> [Problema curto]:
Filtre as linhas abaixo, copiando somente aquelas em que aparece a palavra "tree".

> [Material da tarefa]:
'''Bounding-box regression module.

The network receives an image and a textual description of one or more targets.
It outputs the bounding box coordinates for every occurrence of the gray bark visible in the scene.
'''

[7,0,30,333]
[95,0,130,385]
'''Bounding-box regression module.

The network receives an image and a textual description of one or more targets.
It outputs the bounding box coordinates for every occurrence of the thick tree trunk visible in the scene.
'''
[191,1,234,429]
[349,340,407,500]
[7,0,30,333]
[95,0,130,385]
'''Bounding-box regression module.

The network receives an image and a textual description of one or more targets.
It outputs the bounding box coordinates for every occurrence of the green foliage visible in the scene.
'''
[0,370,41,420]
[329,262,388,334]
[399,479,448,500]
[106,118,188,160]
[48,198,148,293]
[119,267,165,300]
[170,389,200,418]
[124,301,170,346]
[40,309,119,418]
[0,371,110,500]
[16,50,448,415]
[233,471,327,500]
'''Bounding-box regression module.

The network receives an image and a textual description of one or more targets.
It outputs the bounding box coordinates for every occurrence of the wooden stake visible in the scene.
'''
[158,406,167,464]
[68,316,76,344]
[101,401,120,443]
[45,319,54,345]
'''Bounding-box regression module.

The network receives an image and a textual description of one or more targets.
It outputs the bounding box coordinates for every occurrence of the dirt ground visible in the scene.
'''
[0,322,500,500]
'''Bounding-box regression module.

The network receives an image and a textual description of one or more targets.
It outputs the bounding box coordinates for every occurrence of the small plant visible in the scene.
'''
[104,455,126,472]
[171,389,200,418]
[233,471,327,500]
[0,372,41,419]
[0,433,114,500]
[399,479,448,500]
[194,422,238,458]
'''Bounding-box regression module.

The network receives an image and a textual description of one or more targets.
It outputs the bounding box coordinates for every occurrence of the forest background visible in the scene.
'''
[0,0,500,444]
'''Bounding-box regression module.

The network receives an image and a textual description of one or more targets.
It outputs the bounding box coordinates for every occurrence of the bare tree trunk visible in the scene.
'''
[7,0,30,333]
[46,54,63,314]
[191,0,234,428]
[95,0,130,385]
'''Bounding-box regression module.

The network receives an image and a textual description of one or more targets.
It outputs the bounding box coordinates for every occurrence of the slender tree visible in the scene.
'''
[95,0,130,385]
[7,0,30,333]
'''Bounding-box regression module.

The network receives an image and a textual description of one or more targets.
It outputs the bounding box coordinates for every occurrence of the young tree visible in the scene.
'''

> [Resposta final]:
It outputs the bounding box coordinates for every occurrence of the thick tree trunk visible in the scene.
It outputs the bounding box coordinates for every occurrence of the bare tree trunk visible in the scene.
It outputs the bounding box coordinates for every occurrence of the slender tree visible in the scene.
It outputs the bounding box coordinates for every occurrence of the young tree visible in the scene.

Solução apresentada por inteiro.